Exercise aim. Reproduce each of the following items line for line, with no changes.

^^^^

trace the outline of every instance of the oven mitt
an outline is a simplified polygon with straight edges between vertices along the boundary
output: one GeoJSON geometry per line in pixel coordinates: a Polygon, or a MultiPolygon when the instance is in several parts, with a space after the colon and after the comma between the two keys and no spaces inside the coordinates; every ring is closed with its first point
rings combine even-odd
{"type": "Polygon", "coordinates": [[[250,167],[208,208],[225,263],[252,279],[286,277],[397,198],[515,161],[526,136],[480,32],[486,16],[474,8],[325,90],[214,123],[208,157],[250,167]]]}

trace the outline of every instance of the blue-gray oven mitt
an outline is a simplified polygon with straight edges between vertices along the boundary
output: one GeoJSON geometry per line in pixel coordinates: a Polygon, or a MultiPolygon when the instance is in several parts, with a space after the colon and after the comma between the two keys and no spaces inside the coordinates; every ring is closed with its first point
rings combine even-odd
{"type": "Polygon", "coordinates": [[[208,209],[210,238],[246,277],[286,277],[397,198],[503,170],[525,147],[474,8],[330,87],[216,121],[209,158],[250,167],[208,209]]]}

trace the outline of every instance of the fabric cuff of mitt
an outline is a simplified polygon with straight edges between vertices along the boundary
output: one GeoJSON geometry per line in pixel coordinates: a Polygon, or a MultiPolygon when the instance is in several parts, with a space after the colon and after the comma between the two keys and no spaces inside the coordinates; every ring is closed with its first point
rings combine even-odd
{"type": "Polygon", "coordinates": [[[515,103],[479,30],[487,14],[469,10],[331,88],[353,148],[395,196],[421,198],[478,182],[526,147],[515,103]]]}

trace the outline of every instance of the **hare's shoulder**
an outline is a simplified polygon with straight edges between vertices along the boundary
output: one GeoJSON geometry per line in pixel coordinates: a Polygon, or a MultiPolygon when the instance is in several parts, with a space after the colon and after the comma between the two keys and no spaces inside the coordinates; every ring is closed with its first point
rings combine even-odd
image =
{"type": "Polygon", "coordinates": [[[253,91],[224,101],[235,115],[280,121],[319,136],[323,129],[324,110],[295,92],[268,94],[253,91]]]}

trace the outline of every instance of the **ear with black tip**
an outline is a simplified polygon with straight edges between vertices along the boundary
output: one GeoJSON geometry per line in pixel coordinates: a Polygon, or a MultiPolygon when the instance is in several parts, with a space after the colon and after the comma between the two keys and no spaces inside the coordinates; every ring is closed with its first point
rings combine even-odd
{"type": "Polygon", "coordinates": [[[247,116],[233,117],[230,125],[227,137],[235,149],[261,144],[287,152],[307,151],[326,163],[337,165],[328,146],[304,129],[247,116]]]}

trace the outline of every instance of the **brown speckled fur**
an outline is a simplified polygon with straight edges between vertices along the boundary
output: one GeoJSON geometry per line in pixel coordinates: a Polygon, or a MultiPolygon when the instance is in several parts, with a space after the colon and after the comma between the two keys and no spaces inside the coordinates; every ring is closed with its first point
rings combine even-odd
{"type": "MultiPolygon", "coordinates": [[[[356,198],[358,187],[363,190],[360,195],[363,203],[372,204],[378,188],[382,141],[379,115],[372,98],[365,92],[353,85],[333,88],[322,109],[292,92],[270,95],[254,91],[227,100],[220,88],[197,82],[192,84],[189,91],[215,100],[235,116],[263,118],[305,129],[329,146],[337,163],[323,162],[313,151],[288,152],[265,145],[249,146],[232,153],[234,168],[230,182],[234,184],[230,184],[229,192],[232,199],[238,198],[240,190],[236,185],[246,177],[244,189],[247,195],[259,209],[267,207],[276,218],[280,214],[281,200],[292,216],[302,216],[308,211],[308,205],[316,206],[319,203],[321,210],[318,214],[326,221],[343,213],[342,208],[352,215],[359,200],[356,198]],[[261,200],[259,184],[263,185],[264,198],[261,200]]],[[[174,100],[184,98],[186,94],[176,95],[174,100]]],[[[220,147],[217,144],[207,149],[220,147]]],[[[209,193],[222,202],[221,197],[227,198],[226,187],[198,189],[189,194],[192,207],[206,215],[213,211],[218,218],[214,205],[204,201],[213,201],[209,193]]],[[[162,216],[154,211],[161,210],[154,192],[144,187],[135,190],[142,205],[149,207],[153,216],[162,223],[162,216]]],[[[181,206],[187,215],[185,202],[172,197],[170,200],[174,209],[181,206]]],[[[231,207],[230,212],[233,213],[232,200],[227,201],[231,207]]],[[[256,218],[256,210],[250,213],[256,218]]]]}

^^^^

Final result.
trace the outline of every instance of the oven mitt
an outline is a simplified polygon with straight edges between vertices along the boundary
output: one GeoJSON geometry per line in pixel coordinates: a Polygon, or a MultiPolygon when the instance is in several parts, with a space after the colon and after the comma between the two keys and no spaces inside the coordinates; every ring is closed with its first point
rings combine even-odd
{"type": "Polygon", "coordinates": [[[250,167],[208,208],[225,263],[252,279],[286,277],[397,198],[515,161],[526,136],[480,32],[486,16],[474,8],[325,90],[214,123],[208,157],[250,167]]]}

trace the outline of every instance of the blue-gray oven mitt
an outline is a simplified polygon with straight edges between vertices along the boundary
output: one GeoJSON geometry per line in pixel coordinates: a Polygon, or a MultiPolygon when the instance is in several parts, with a space after the colon and after the comma between the two keys and no spaces inside the coordinates; every ring is closed with its first point
rings combine even-odd
{"type": "Polygon", "coordinates": [[[208,209],[210,238],[246,277],[286,277],[397,198],[503,170],[525,147],[474,8],[330,87],[216,121],[209,158],[250,167],[208,209]]]}

trace the outline of every instance of the fabric cuff of mitt
an outline is a simplified polygon with straight edges between vertices along the boundary
output: one GeoJSON geometry per line in pixel coordinates: a Polygon, or a MultiPolygon when the instance is in several parts, with a space after the colon and after the comma between the two keys and no spaces inside the coordinates; every ring is closed with its first point
rings combine even-odd
{"type": "Polygon", "coordinates": [[[515,103],[479,30],[487,14],[469,10],[331,88],[353,148],[395,196],[421,198],[478,182],[526,147],[515,103]]]}

trace the outline of every instance of the **hare's shoulder**
an outline is a simplified polygon with straight edges between vertices along the boundary
output: one GeoJSON geometry per line in pixel coordinates: a Polygon, or a MultiPolygon when the instance is in several parts, with a space after the colon and after the comma between the two keys and no spaces inside the coordinates; every ring is closed with its first point
rings combine even-odd
image =
{"type": "Polygon", "coordinates": [[[253,91],[224,101],[235,115],[280,121],[319,136],[323,129],[324,110],[295,92],[268,94],[253,91]]]}

trace the outline of every instance of the **ear with black tip**
an outline is a simplified polygon with straight edges between vertices along the boundary
output: one GeoJSON geometry per line in pixel coordinates: a Polygon, or a MultiPolygon when the instance is in several parts, with a space after the colon and after the comma between the two keys and no spaces inside the coordinates; every ring is closed with its first point
rings combine even-odd
{"type": "Polygon", "coordinates": [[[247,116],[233,117],[230,125],[227,137],[235,149],[261,144],[287,152],[307,151],[326,163],[337,165],[328,146],[304,129],[247,116]]]}

trace the outline of every instance of the **brown speckled fur**
an outline is a simplified polygon with straight edges between vertices along the boundary
output: one GeoJSON geometry per line in pixel coordinates: a Polygon, or a MultiPolygon when the instance is in several parts, with a space after the colon and after the comma between the two keys and no spaces inside the coordinates; every ring is closed with its first point
rings combine even-odd
{"type": "MultiPolygon", "coordinates": [[[[356,198],[358,187],[363,190],[360,195],[363,203],[372,204],[378,188],[382,141],[379,115],[372,98],[365,92],[353,85],[333,88],[322,109],[292,92],[270,95],[254,91],[227,100],[220,88],[197,82],[192,84],[189,91],[215,100],[235,116],[263,118],[305,129],[329,146],[337,163],[323,162],[313,151],[288,152],[265,145],[249,146],[232,153],[234,168],[230,182],[234,184],[230,184],[229,192],[232,199],[238,198],[240,190],[236,185],[246,177],[244,189],[247,195],[259,209],[267,207],[276,218],[280,214],[281,200],[292,216],[302,216],[308,211],[308,205],[316,206],[319,203],[321,210],[318,214],[326,221],[343,213],[342,208],[352,215],[359,200],[356,198]],[[261,200],[259,184],[263,185],[264,198],[261,200]]],[[[174,100],[184,98],[186,94],[176,95],[174,100]]],[[[220,147],[217,144],[207,149],[220,147]]],[[[209,193],[222,202],[221,197],[227,198],[226,187],[198,189],[189,194],[192,207],[206,215],[213,211],[218,218],[214,205],[204,201],[213,201],[209,193]]],[[[162,216],[154,211],[161,210],[154,192],[144,187],[135,190],[142,205],[149,207],[153,216],[162,223],[162,216]]],[[[181,206],[187,215],[185,202],[172,197],[170,200],[174,209],[181,206]]],[[[231,207],[230,212],[233,213],[232,200],[227,201],[231,207]]],[[[256,218],[256,210],[250,213],[256,218]]]]}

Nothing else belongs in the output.